_What you should do_:
Each line from the one that contains "Objective — a point for each instance of the boat" to the end of the material must be quoted exactly; include both end lines and nothing else.

_Supplied material_:

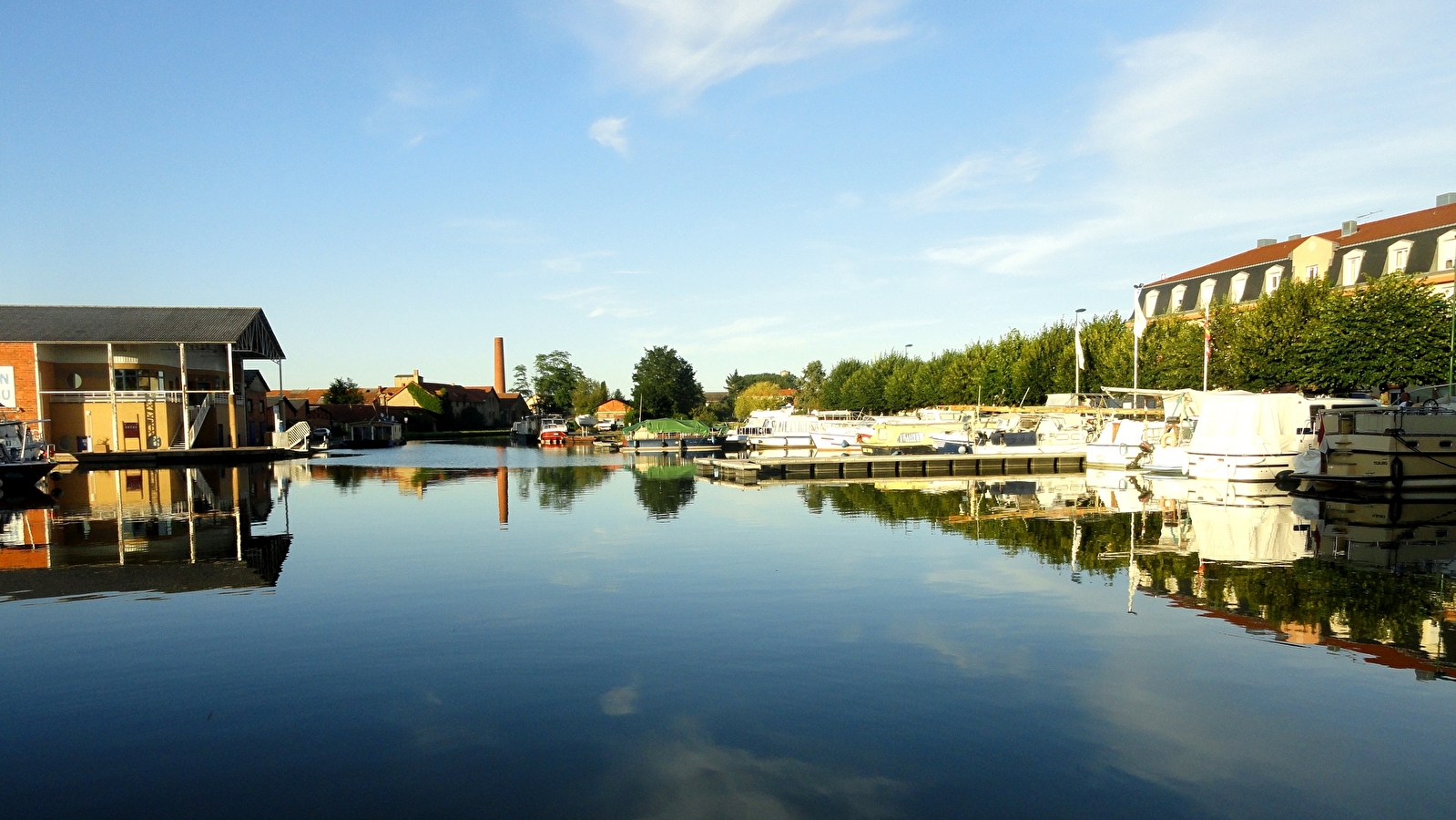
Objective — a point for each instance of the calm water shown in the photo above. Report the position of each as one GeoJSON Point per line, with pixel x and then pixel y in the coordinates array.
{"type": "Point", "coordinates": [449, 630]}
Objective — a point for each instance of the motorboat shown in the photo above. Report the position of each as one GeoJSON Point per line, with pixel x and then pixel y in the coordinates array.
{"type": "Point", "coordinates": [1257, 436]}
{"type": "Point", "coordinates": [25, 457]}
{"type": "Point", "coordinates": [1380, 449]}
{"type": "Point", "coordinates": [554, 431]}
{"type": "Point", "coordinates": [670, 436]}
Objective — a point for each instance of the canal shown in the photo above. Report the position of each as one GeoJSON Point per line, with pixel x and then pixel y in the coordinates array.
{"type": "Point", "coordinates": [453, 630]}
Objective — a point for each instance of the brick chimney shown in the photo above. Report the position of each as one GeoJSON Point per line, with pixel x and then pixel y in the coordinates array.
{"type": "Point", "coordinates": [500, 366]}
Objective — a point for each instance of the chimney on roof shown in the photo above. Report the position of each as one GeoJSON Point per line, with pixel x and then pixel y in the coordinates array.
{"type": "Point", "coordinates": [500, 366]}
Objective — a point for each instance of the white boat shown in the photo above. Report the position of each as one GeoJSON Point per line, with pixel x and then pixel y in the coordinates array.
{"type": "Point", "coordinates": [1382, 449]}
{"type": "Point", "coordinates": [1256, 437]}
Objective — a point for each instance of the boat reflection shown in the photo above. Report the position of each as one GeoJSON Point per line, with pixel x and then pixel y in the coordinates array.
{"type": "Point", "coordinates": [1366, 579]}
{"type": "Point", "coordinates": [664, 484]}
{"type": "Point", "coordinates": [143, 530]}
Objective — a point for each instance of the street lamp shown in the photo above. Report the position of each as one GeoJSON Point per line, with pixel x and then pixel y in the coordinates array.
{"type": "Point", "coordinates": [1076, 354]}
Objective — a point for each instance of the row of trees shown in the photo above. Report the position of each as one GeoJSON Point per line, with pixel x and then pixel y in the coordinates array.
{"type": "Point", "coordinates": [1303, 335]}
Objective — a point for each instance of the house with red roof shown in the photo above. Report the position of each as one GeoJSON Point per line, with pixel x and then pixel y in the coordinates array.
{"type": "Point", "coordinates": [1420, 243]}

_Output for this task_:
Objective — a point for each instance of the boat reflection shown in the photo above. Report the position of each as one GeoJSON Point per line, with pixel x and then pixel y in the coordinates array.
{"type": "Point", "coordinates": [1366, 579]}
{"type": "Point", "coordinates": [664, 484]}
{"type": "Point", "coordinates": [143, 530]}
Objective — a point for each instance of the street lamp shown in the photo above. Report the position of each as one GeoJSON Point per line, with pixel x and then pixel y in the coordinates array.
{"type": "Point", "coordinates": [1076, 354]}
Objective — a point for each instance of the row of trees shown in the photo above. Report the position of each as one GeoJSON Point per line, with pixel x and then pixel y in the coordinates array.
{"type": "Point", "coordinates": [1303, 335]}
Objective — a point for each instance of the house with red roof shown in the photo above. Report the position of each as one GeoJSON Point per line, with pixel x and then pixel y in the coordinates array.
{"type": "Point", "coordinates": [1420, 243]}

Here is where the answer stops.